Copy out the records below, swapping each "separate parts" for "disconnected pieces" and keeping every other word and character the same.
--- Start ---
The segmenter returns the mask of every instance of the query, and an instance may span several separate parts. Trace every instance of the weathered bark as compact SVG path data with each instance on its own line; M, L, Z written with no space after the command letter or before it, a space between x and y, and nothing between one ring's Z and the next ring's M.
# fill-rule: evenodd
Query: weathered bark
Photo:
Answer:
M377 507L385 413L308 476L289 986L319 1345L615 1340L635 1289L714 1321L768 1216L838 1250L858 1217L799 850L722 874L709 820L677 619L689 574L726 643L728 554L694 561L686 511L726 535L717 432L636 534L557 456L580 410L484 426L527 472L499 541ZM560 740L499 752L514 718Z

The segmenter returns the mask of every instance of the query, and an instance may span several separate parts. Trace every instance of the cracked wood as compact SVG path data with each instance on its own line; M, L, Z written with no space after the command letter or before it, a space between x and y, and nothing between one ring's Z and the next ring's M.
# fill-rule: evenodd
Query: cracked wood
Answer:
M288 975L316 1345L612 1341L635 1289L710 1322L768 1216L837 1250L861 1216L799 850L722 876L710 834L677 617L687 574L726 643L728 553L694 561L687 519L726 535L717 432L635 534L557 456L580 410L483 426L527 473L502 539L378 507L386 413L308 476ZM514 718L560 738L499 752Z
--- End ---
[Written response]:
The segmenter returns the mask of every instance of the query, and an instance may span several disconnected pieces. Trace every instance of the weathered bark as compact SVG path data with each instance on its own line; M, L, Z written with no space after the command letter or before it, a space between x and y, and nothing between one ring's Z and the next ring's M.
# fill-rule: evenodd
Query: weathered bark
Photo:
Answer:
M377 507L385 413L308 476L289 986L319 1345L615 1340L635 1289L714 1321L768 1216L838 1250L858 1217L799 850L722 874L709 820L677 619L689 574L726 643L728 554L694 561L686 511L726 535L717 432L636 534L557 456L580 410L484 426L527 472L499 541ZM560 740L499 752L514 718Z

The segmenter returns the mask of every instance of the query, and an instance may span several disconnected pieces. Trace every instance of the cracked wood as compact SVG path data with each instance on its own line; M, L, Z written with no space after the command letter or before it, a space between x and y, and nothing between one ring's Z and the next ring's M.
# fill-rule: evenodd
Query: cracked wood
Answer:
M288 975L316 1345L612 1341L635 1289L710 1322L768 1216L837 1250L861 1216L799 850L722 876L710 834L677 617L687 574L726 643L728 553L694 561L687 519L726 535L717 432L635 534L557 456L580 410L483 426L527 473L502 539L378 507L386 413L308 476ZM514 718L560 738L499 752Z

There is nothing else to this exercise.